[Stored data]
• • • • • • •
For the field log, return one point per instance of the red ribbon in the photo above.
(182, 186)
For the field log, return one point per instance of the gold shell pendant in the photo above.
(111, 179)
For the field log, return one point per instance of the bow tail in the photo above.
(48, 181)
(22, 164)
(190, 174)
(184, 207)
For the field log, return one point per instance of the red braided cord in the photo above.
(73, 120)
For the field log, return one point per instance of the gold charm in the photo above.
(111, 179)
• • • • • • •
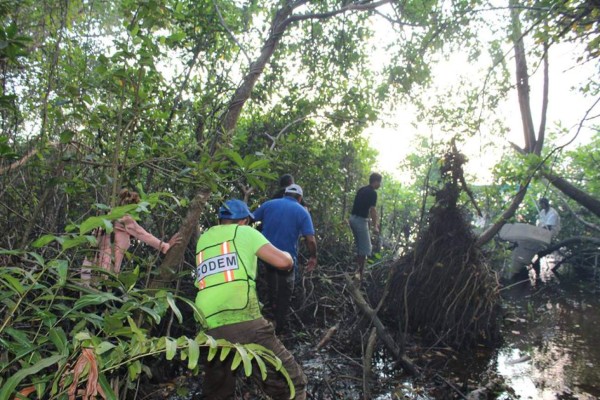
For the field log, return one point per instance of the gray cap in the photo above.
• • • • • • •
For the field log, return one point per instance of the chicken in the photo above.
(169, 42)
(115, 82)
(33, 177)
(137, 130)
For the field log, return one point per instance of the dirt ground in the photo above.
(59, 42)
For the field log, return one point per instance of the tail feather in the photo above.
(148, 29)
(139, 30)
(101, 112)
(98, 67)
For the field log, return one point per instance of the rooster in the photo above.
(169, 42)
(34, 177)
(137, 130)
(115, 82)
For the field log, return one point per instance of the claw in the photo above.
• • • • • • •
[What you should do] Please output the lines of the listing above that fall in the stretch from the one with "chicken in the photo above." through the one with "claw in the photo above.", exactly and only those.

[Your solution]
For the field log, return one point per instance of the chicken in the photo above.
(169, 42)
(115, 82)
(33, 177)
(137, 130)
For the field log, return one point per instance of the dirt ground in the photo above.
(59, 42)
For the field log, return one point per instance of the tail feather in the photo above.
(148, 29)
(139, 30)
(101, 112)
(98, 67)
For the field log, return one point per instance of the rooster in the photo above.
(169, 42)
(34, 177)
(137, 130)
(115, 82)
For the field log, return one point per instance of the claw in the photo above.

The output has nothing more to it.